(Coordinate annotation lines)

___

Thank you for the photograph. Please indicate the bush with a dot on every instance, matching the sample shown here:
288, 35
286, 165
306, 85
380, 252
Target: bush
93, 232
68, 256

___

WHAT IS ASKED - Duplicate the lines above without any changes.

RESULT OF THE TASK -
Thank you for the photograph. Please indicate the bush with a dot on every instance, matching the sample shown here:
288, 35
286, 165
306, 85
380, 252
Target: bush
93, 232
68, 256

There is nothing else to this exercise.